• _GIVEN PASSAGE_
+ + + + + + +
The 80th Anniversary of the Nazi-Soviet Pact

Soviet Foreign Minister Vyacheslav Molotov and German Foreign Minister Joachim Ribbentrop sign the Nazi-Soviet Pact, as Joseph Stalin looks on. August 23, 1939.

Today is the 80th anniversary of the Nazi-Soviet Pact, signed on August 23, 1939. What I wrote on the 75 anniversary five years ago, remains true today. In this post, I reprint it with minor changes and additions:

History is full of cynical international agreements, many of which led to terrible results. But it is likely impossible to find any worse than this one.

The Nazi-Soviet Pact set the stage for history’s bloodiest war, which killed some 50 million people. Without assurance of Soviet noninterference, the Germans could not have gone to war against Britain and France (they realized that, in 1939, they lacked the military power to fight a two-front war). The agreement also enabled both powers to inflict horrible atrocities against the people of the Eastern Europe states they occupied as a result.
+ + + + + + +
• _EXERCISE 1_
Locate each line of the listing that contains the word "forearm" and copy those lines. Case counts.
The text and the listing that follows it come from unrelated sources.

[Records from a point labeling set]
+ + + + + + +
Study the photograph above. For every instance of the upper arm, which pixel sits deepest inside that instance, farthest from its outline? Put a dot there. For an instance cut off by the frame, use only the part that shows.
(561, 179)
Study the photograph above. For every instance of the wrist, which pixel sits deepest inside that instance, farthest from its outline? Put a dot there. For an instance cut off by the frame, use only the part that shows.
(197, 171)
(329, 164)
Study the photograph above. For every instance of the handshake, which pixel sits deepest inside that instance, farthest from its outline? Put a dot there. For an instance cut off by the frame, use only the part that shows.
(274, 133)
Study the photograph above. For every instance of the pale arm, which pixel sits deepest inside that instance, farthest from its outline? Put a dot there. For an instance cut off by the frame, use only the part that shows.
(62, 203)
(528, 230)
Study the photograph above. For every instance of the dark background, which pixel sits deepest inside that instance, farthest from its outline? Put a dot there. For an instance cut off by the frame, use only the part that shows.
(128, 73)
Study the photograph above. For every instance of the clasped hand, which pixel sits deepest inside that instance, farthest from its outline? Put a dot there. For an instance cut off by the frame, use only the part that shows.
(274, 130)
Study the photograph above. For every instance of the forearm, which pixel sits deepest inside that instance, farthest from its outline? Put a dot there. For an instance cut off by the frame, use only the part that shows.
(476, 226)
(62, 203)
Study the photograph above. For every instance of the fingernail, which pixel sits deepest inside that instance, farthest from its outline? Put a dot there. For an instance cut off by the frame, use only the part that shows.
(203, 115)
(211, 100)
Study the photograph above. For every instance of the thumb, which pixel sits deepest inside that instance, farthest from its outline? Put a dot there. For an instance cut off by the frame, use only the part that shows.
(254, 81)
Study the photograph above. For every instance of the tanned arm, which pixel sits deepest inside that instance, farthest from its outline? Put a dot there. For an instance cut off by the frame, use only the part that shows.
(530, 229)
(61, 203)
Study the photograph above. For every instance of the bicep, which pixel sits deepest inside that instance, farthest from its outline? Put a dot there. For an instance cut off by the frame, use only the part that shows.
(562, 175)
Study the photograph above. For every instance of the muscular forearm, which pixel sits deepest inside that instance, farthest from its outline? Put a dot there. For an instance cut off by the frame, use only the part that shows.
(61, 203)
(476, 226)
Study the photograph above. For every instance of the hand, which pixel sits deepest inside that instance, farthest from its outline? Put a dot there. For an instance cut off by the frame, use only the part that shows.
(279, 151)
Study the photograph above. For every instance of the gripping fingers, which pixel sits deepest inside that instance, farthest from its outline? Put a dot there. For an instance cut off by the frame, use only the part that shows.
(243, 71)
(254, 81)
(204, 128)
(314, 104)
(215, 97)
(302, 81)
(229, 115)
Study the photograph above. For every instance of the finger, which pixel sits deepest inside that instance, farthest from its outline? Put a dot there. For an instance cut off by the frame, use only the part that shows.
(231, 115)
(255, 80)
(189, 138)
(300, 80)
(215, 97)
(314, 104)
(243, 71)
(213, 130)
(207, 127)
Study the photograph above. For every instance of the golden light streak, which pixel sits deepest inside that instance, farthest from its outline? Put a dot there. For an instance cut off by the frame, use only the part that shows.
+ + + + + + +
• _EXERCISE 2_
According to the post on the Nazi-Soviet Pact, roughly how many people died in the war the pact set the stage for?

• _TASK RESPONSE 1_
Study the photograph above. For every instance of the forearm, which pixel sits deepest inside that instance, farthest from its outline? Put a dot there. For an instance cut off by the frame, use only the part that shows.
Study the photograph above. For every instance of the muscular forearm, which pixel sits deepest inside that instance, farthest from its outline? Put a dot there. For an instance cut off by the frame, use only the part that shows.

• _TASK RESPONSE 2_
Some 50 million people.